===== Provided entries
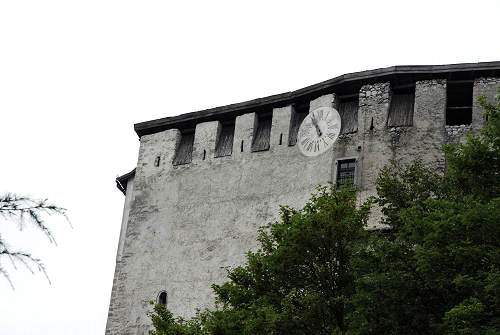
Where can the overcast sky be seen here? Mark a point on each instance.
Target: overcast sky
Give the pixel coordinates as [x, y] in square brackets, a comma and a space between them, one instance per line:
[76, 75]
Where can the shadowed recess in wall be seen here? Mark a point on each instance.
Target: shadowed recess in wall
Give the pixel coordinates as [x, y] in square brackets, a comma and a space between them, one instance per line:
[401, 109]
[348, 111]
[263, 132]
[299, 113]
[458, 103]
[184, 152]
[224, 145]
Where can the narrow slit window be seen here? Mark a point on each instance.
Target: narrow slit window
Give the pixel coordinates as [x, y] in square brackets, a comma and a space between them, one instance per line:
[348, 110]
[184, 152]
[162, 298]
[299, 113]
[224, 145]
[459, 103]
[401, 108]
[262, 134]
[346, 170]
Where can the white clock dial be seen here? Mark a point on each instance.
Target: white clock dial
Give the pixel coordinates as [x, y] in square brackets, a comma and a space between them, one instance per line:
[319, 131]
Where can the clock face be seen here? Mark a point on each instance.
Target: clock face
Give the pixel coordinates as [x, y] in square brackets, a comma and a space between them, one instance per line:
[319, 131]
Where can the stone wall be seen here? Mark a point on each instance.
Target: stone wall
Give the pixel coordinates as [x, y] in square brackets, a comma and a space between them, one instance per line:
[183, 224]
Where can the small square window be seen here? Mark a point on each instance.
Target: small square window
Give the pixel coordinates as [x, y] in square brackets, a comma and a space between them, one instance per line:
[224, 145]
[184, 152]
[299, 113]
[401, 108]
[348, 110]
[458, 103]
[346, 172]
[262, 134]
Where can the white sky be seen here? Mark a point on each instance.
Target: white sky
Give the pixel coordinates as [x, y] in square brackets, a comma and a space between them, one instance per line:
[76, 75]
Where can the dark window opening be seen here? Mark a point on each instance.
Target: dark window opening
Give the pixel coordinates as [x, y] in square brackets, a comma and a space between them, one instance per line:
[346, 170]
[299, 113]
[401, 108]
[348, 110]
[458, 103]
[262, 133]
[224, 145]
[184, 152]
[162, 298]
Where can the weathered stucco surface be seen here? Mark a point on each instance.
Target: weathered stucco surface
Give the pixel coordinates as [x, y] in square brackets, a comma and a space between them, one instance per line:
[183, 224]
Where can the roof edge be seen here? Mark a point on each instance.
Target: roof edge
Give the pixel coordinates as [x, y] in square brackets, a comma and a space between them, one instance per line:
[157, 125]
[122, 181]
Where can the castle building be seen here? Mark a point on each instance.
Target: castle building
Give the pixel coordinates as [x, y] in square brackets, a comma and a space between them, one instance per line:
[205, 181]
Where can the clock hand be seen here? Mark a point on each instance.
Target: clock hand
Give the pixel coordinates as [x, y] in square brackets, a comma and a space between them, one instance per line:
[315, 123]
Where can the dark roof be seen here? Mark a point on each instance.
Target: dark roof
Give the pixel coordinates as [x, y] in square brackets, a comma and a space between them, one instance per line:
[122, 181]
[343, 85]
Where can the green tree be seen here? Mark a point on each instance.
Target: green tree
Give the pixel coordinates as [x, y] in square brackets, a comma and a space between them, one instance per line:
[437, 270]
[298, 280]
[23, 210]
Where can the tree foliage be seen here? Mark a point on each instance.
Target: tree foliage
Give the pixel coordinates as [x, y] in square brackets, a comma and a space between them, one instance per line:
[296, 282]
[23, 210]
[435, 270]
==========
===== Provided entries
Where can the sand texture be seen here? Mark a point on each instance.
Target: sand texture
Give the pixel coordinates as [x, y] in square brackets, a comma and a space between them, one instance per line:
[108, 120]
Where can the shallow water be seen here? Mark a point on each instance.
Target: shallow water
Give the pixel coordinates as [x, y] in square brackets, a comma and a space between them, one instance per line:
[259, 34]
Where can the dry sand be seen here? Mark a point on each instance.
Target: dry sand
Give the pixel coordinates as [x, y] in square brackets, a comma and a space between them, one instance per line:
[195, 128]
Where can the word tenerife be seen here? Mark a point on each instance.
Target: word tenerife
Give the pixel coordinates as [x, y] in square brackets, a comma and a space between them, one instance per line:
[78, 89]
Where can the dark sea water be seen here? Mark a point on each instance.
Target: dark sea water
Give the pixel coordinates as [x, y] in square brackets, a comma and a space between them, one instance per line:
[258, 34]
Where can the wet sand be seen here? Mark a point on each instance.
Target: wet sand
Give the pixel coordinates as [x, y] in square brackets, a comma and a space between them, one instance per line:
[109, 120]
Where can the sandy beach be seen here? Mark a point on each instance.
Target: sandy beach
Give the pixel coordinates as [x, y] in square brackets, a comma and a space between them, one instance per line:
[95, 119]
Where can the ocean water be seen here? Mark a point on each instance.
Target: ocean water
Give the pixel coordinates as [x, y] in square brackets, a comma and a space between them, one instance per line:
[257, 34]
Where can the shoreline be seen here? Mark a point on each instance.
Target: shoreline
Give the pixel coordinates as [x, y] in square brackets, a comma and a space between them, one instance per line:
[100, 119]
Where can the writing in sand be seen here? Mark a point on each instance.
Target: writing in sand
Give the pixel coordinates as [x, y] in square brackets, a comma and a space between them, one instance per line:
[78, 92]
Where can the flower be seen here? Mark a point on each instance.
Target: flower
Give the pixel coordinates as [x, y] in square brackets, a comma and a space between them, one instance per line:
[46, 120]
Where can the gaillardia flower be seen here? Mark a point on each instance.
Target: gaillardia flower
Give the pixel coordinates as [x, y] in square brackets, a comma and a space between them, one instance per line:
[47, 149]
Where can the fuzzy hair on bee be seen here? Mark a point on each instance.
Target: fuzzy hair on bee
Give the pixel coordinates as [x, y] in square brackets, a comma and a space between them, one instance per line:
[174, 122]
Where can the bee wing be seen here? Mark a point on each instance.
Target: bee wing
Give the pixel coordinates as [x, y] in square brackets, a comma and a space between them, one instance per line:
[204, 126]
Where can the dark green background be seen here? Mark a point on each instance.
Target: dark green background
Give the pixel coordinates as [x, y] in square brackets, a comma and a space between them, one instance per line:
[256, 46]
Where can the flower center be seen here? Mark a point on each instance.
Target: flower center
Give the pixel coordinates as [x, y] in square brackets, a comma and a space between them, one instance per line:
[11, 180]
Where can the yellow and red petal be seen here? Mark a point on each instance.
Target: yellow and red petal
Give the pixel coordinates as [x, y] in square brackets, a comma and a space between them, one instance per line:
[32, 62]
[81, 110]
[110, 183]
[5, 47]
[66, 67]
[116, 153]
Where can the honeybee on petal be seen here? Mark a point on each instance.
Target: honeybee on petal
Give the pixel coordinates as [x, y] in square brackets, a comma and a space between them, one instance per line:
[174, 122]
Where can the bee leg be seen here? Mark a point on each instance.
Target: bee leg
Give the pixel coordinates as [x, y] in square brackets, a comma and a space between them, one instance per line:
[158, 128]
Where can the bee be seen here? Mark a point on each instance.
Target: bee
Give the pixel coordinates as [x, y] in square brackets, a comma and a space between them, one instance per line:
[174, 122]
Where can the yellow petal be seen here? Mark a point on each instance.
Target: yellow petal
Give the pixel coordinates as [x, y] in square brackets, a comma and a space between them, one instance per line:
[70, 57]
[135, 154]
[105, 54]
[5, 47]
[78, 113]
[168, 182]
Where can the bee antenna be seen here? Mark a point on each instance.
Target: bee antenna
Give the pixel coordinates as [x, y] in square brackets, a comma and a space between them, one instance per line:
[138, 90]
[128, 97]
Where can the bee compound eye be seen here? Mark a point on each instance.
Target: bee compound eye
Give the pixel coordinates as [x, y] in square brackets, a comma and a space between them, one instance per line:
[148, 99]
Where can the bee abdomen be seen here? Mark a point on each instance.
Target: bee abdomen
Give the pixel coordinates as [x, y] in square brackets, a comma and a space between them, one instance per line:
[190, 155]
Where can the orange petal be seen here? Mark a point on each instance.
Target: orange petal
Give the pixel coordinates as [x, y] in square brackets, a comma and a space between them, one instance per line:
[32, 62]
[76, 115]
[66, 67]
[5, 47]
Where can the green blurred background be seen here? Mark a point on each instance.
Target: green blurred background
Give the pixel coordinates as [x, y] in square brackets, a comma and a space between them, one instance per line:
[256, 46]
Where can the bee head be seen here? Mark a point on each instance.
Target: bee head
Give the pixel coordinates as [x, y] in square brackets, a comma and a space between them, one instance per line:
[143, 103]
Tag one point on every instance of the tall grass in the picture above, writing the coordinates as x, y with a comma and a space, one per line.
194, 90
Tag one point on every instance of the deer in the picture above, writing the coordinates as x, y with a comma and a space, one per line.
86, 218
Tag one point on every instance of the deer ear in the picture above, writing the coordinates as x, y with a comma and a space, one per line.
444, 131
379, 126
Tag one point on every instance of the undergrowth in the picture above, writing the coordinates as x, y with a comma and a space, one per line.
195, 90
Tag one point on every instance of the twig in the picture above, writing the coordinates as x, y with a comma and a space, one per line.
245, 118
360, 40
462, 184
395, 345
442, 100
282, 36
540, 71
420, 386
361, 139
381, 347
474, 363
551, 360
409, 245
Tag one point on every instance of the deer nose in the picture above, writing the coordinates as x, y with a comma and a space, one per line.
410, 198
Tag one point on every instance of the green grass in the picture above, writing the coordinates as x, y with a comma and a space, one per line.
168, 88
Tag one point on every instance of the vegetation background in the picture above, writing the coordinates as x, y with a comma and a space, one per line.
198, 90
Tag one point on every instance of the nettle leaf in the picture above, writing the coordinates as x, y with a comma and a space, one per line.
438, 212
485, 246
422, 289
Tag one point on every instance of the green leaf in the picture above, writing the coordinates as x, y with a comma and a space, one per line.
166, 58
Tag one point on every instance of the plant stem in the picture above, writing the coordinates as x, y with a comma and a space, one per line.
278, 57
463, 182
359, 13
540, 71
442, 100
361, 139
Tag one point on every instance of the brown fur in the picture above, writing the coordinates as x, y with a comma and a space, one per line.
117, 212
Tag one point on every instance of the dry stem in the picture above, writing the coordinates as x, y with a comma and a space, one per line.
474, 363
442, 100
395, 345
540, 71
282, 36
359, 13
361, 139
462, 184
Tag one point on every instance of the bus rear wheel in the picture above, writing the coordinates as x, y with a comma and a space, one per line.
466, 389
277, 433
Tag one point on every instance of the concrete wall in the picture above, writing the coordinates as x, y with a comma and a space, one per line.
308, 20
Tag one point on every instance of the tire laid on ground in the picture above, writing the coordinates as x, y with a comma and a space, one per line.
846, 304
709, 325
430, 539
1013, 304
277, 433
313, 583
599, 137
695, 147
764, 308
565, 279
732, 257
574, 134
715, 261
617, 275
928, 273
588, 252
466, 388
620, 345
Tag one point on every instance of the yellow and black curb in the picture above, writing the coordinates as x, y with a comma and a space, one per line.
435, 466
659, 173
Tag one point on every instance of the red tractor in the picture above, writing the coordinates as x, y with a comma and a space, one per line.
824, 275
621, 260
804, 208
==========
Would you please write out, exactly and with no other lines, the stretch of the listing above from the line containing "Target: writing in sand" through the line containing "Target: bee wing"?

* Completed exercise *
Target: writing in sand
Give the pixel coordinates as [x, y] in square brackets, a comma and a space between them, one instance per line:
[78, 92]
Where can the flower be seen here? Mark a point on each instance.
Target: flower
Give the pixel coordinates as [x, y] in square brackets, a comma and a space between them, one instance per line:
[46, 120]
Where can the gaillardia flower be seen here? Mark a point on each instance.
Target: gaillardia flower
Give the pixel coordinates as [x, y] in square brackets, a comma and a space between them, one instance per line:
[47, 149]
Where can the fuzzy hair on bee be seen here? Mark a point on each instance.
Target: fuzzy hair on bee
Give the pixel coordinates as [x, y] in square brackets, a comma and a space between them, one instance per line:
[174, 122]
Where can the bee wing be seen here? Mark a point on each instance.
Target: bee wing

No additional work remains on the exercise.